**Selected text**
It’s 2am, the club is about to close, I’m almost alone on the dancefloor, the others keep running in and out of the room. I go to the bathroom and when I grab the handle of the stall to get in, the door opens and five people walk out, laughing. “There you are,” she says. “Let’s get out of here.” I follow her into the street. Taxi moment again, but this time in total confusion. “Do we need more taxis?”, “Who’s getting in this taxi?”, “Is this your taxi?”, “Who called this taxi?” The door of a minivan slides open and she screams, “Get in!” We ask the driver to play Mariah Carey, open the windows and sing along as loud as we can. Man, Mariah just hits the spot in moments like these. We go to another club, a few blocks down and gather in front of the entrance. The bouncer says we can’t all get in, there are too many of us. One of the guys gets angry and starts insulting him. He rambles on about the fact that the bouncer’s a nobody – who does he think he is? He feels all important deciding who gets in or doesn’t. Does the bouncer know who HE is? The bouncer says, “This one is too drunk anyways, he’s not getting in.” The girls are making frantic phone calls and, after a few minutes, the manager of the club walks out, calms everyone down, says hello and walks into his club with a girl on each arm. The bouncer smiles and wishes us a good evening. It’s my first time here; everything is so luxurious and fancy. We go straight backstage. There are people there waiting for us, people I follow on Instagram, people who collaborate with sneaker brands and whose names bring in hundreds and thousands of kids to any party anywhere if they appear on the flyer.

Now we’re out on the dancefloor, Claude finds me and gives me a glass of vodka something. Her friends like me, I think; everyone is so friendly, we’re mingling and hugging and dancing and laughing for what feels like hours. Claude disappears, so I look for her and find her smoking in the toilet. She looks sad. She tells me she hates her life, she’s really broke and depressed and her ex-boyfriend posted a photo of him with some girl on Instagram. I look down and my eyes meet her brand-new Balenciaga shoes. She can’t deal with all of this right now, she’s going to New York for a while until she feels better. She asks me if I can lend her money tonight for taxis and such. Of course I can. We leave the toilet and tell everyone we’re leaving.

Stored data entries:
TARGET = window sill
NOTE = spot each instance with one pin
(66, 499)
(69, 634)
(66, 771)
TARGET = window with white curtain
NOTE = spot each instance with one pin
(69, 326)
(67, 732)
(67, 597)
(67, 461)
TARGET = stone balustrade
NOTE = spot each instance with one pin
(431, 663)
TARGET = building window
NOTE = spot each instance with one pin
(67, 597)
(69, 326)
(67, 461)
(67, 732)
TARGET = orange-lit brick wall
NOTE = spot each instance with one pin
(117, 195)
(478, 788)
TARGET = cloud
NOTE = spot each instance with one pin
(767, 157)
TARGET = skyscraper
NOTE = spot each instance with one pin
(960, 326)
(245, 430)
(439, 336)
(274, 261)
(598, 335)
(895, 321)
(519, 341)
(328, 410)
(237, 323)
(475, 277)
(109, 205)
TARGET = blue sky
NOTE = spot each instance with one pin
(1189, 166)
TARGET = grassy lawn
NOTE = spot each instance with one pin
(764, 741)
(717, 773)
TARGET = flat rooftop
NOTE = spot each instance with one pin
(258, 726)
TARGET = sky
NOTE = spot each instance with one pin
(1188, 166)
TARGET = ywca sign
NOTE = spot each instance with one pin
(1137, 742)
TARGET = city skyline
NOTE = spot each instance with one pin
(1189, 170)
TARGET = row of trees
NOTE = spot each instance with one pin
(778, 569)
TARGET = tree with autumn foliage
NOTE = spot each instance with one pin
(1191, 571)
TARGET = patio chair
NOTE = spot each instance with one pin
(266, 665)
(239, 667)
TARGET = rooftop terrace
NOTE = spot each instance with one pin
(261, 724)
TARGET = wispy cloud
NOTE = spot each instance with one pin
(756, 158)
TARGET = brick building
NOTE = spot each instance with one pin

**Problem description**
Return, word for word, the stretch of the night-out passage starting with "Now we’re out" and going on through "everyone we’re leaving.".

**Answer box**
Now we’re out on the dancefloor, Claude finds me and gives me a glass of vodka something. Her friends like me, I think; everyone is so friendly, we’re mingling and hugging and dancing and laughing for what feels like hours. Claude disappears, so I look for her and find her smoking in the toilet. She looks sad. She tells me she hates her life, she’s really broke and depressed and her ex-boyfriend posted a photo of him with some girl on Instagram. I look down and my eyes meet her brand-new Balenciaga shoes. She can’t deal with all of this right now, she’s going to New York for a while until she feels better. She asks me if I can lend her money tonight for taxis and such. Of course I can. We leave the toilet and tell everyone we’re leaving.